Directions — Please update the items below by replacing "single point" with "one dot" wherever it occurs, leaving everything else unchanged.

-- START --

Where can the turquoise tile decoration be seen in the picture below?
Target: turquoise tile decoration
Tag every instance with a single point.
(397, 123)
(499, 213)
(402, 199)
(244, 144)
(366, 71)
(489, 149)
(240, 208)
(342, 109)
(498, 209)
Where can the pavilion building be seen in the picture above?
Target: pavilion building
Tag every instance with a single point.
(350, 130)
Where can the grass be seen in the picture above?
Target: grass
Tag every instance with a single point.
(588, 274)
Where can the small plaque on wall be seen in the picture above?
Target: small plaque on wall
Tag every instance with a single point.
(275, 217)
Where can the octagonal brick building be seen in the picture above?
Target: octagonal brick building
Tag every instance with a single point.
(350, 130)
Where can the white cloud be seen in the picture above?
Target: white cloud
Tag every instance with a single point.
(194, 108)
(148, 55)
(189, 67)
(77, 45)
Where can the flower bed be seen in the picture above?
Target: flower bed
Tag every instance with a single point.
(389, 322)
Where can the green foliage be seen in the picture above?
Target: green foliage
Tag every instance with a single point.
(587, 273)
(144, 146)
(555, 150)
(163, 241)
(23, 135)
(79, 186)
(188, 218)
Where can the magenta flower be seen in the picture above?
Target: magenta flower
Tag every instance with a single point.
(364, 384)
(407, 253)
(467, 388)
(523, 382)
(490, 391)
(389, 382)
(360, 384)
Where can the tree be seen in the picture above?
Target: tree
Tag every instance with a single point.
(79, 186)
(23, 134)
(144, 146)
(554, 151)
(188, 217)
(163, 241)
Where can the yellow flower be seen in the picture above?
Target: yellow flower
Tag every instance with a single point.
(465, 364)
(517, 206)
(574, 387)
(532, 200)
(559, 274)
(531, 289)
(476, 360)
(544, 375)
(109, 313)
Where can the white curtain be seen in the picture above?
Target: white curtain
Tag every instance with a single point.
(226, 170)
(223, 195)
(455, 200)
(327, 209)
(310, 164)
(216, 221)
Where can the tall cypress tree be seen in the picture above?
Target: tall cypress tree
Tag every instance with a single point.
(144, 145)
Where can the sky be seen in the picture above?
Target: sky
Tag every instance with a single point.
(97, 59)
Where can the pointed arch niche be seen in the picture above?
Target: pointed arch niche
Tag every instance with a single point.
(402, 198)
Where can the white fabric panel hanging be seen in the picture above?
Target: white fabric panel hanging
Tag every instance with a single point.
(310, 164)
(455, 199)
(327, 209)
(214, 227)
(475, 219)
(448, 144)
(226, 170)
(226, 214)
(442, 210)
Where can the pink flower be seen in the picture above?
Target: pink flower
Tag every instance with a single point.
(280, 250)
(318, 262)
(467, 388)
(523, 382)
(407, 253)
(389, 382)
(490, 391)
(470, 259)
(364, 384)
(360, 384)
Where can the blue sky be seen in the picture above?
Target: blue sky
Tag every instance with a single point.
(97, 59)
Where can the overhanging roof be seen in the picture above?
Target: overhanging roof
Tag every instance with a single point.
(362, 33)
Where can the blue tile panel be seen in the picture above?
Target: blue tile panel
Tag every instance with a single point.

-- END --

Reply —
Where can the turquoise tile decoration be seen in the picture below?
Target: turquoise tile decoration
Tag every instance with a one dot.
(397, 123)
(499, 213)
(402, 199)
(244, 144)
(366, 71)
(489, 149)
(240, 208)
(342, 109)
(498, 209)
Where can the pavilion building be seen in the picture above?
Target: pavilion building
Tag every instance with a one dot.
(350, 130)
Where can the grass be seen in the picture above?
Target: grass
Tag every instance with a one dot.
(588, 274)
Where can the small plaque on wall be seen in the picture above?
Target: small plaque on wall
Tag every instance with a one dot.
(275, 217)
Where can the octagonal brick building be seen in the picture above?
Target: octagonal brick building
Tag every instance with a one dot.
(350, 130)
Where can the white cloud be seen in the picture above?
Target: white cloud
Tag every instance with a one dot.
(194, 108)
(148, 55)
(189, 67)
(77, 45)
Where can the flower bed be seen in the picture above?
Target: flower bed
Tag every instance with a one dot.
(389, 322)
Where can the green foliage be seen in the picture above?
Target: green foliage
Tag every instance with a one dot.
(587, 273)
(144, 146)
(555, 150)
(163, 241)
(23, 135)
(79, 186)
(188, 218)
Where can the magenta flower be seen in the picture above?
Target: magenta flower
Tag every instance with a one dot.
(364, 384)
(407, 253)
(467, 388)
(523, 382)
(490, 391)
(389, 382)
(360, 384)
Where can the tree be seen in the picture above?
Target: tree
Tag every instance with a one dot.
(79, 186)
(23, 134)
(144, 146)
(554, 151)
(188, 217)
(163, 241)
Where can the yellow flower be seen in the picture above?
Target: yellow flower
Tag every instance with a one dot.
(465, 364)
(517, 206)
(574, 387)
(532, 200)
(559, 274)
(531, 289)
(476, 360)
(544, 375)
(109, 313)
Where can the white curtain be seen in the picture above?
Target: white curtain
Tag every instance with a one dot.
(226, 170)
(223, 195)
(455, 200)
(327, 209)
(310, 164)
(216, 221)
Where can the tall cypress tree be seen in the picture above?
Target: tall cypress tree
Tag every instance with a one dot.
(144, 145)
Where can the sky be seen in the picture above?
Target: sky
Tag every instance with a one dot.
(97, 59)
Where can the pointed arch niche be seen in the picture above?
Target: pointed arch niche
Tag every instance with a one dot.
(402, 198)
Where can the white fabric panel hanging be seen in the picture above?
Target: white fabric panel hanging
Tag every instance with a one dot.
(310, 164)
(455, 199)
(327, 209)
(214, 227)
(475, 219)
(448, 144)
(226, 170)
(226, 214)
(442, 210)
Where can the pink flower be seen in the picture above?
Target: pink flower
Tag every instance with a one dot.
(280, 250)
(318, 262)
(467, 388)
(523, 382)
(407, 253)
(389, 382)
(490, 391)
(470, 259)
(364, 384)
(360, 384)
Where can the blue sky be seen in the picture above?
Target: blue sky
Tag every instance with a one dot.
(97, 59)
Where can the overhanging roof be seen in the picture above?
Target: overhanging roof
Tag every instance with a one dot.
(362, 33)
Where can the blue tile panel be seen in the picture above?
Target: blue tile panel
Tag every instance with a one dot.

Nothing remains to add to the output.